Set task: Reproduce verbatim the lines of material starting with the line containing "Target: watch face" and going on through the line containing "854], [648, 854]]", both included, and output nothing else.

═══

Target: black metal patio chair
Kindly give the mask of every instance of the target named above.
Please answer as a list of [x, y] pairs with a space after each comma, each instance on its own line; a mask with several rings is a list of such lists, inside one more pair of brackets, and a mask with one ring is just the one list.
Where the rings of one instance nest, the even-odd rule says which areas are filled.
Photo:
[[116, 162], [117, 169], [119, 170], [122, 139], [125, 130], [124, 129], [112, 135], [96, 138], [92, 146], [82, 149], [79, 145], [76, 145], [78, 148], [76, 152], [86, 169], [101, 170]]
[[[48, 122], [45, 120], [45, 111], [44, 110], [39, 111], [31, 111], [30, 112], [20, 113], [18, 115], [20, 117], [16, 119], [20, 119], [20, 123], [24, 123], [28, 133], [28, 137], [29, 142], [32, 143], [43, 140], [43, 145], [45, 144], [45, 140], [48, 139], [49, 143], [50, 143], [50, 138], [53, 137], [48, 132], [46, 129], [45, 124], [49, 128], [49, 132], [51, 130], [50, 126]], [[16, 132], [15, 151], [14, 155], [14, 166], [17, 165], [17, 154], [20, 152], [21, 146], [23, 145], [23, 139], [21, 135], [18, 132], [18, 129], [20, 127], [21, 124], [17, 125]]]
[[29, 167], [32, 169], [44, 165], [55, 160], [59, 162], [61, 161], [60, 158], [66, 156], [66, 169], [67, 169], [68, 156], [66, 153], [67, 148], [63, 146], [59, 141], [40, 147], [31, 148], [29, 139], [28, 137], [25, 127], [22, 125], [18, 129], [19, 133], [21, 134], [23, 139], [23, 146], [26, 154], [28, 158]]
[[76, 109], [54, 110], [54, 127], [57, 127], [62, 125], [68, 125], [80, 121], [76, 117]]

═══

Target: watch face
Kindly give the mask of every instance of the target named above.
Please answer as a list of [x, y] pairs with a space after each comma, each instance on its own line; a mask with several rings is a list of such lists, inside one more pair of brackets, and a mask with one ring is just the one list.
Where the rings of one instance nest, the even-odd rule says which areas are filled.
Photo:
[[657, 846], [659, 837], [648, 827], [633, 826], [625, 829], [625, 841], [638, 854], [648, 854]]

═══

Answer to this exercise:
Target: watch face
Kindly give the mask of every instance of the target named above.
Please answer as a list of [x, y] pairs with a space after each comma, each instance on its own line; a mask with several rings is a list of such lists, inside one more pair of brackets, and a mask with one ring is just the one list.
Where the rings of one instance nest, the even-odd rule says which areas are filled.
Photo:
[[657, 846], [659, 837], [648, 827], [633, 826], [625, 829], [625, 841], [638, 854], [648, 854]]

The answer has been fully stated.